TEXTE FOURNI:
Texte intégral
RTL - 17 décembre 1996
O. Mazerolle : Bonjour, monsieur Barrot.
J. Barrot : Bonjour.
O. Mazerolle : Alors la note de l’INSEE vous met en colère, vous n’aimez pas qu’on vous annonce une reprise de la croissance et en même temps peu d’effet sur l’emploi ?
J. Barrot : Je suis en colère parce qu’on mélange ce qui est de l’ordre du certain et ce qui est de l’ordre du purement prévisionnel. Je prends un exemple, ce dont nous sommes sûrs en France, c’est les chiffres de l’emploi salarié. Ce que nous savons c’est qu’en 92 pour un taux de croissance qui tournait autour de 1 %, eh bien, on a perdu 230 000 emplois. Pour 1996, avec les mêmes chiffres, c’est-à-dire un taux de croissance qui approche de 1 % actuellement, parce qu’on n’a pas tout à fait les résultats de toute l’année 96, on a perdu seulement 18 000 emplois à ce jour. Alors on peut faire des amalgames tant qu’on veut, en allant chercher tous les emplois supposés, ce que je veux dire, c’est que nous avons par rapport à 92 une croissance qui est plus riche en emplois, avec un peu plus de 1 %, on perd peu d’emplois alors qu’autrefois on en aurait perdu beaucoup plus.
O. Mazerolle : Mais c’est tout de même en 97, c’est comme le dit l’INSEE, il va y avoir une croissance avec un effet sur l’emploi, mais beaucoup plus tardif, est-ce que cela ne va pas donner raison aux socialistes, qui, eux, pensent qu’il faut relancer tout cela grâce à une plus grande intervention de l’État, sans augmentation de l’impôt ?
J. Barrot : Je suis formel, si en 97 nous avons une croissance autour de 2,5 % nous créerons plus d’emplois.
O. Mazerolle : Tout de suite ?
J. Barrot : Au cours de l’année, nous créerons plus d’emplois. Il y aura peut-être un effet, il y a toujours un petit effet retard, mais ce qui compte, c’est qu’en 97 il y aura une création d’un plus grand nombre d’emplois. Alors, il ne faut pas confondre, c’est un peu difficile je le reconnais, il ne faut pas confondre la création d’emplois et puis les chiffres du chômage. Parce que lorsque cela va mieux, nous savons qu’il y a des gens qui n’étaient pas inscrits à l’Agence pour l’emploi, qui est maintenant aux Assedic, qui y vont, parce qu’ils espèrent cette fois-ci trouver un emploi. Donc il faut faire attention, ce qui compte surtout dans nos économies, c’est la création d’emplois.

DONNÉES D'ENTRÉE:
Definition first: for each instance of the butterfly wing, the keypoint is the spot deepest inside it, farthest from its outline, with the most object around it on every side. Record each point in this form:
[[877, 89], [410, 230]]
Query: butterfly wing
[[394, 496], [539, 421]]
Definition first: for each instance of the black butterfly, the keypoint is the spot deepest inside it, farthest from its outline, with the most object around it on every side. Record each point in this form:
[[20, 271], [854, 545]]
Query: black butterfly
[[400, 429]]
* * *
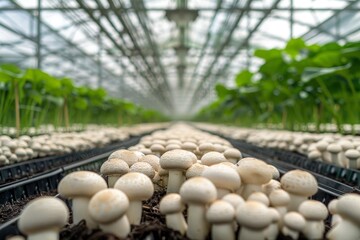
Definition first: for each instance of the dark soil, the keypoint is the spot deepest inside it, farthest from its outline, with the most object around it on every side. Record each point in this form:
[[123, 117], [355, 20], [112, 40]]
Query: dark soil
...
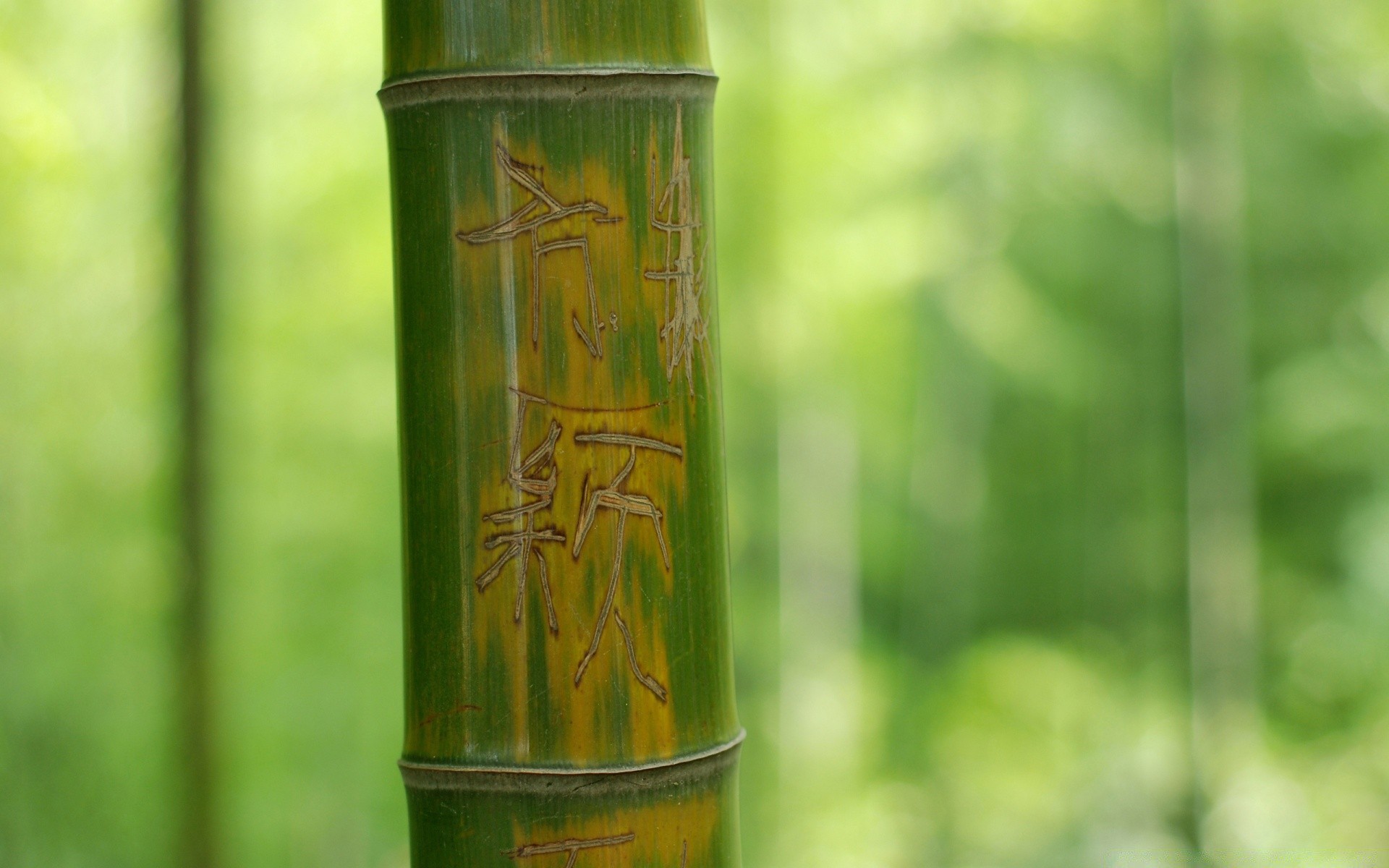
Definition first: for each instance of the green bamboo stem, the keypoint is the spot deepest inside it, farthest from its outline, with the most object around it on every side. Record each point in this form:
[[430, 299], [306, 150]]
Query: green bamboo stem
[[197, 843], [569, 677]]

CONSIGNE:
Poursuivez la transcription de l'entretien de J. Barrot sur RTL à la suite de sa dernière réplique.

RÉPONSE RÉDIGÉE:
O. Mazerolle : Tout de même monsieur le ministre, si on a un plus de croissance et puis pas d’effet sur l’emploi immédiatement, comment allez-vous expliquer aux gens, aux Français, que la croissance est là, et qu’il y a de la richesse, que le commerce extérieur est florissant, et que cela ne crée pas d’emploi immédiatement ? Les socialistes, eux, ne vont pas se priver de vous critiquer.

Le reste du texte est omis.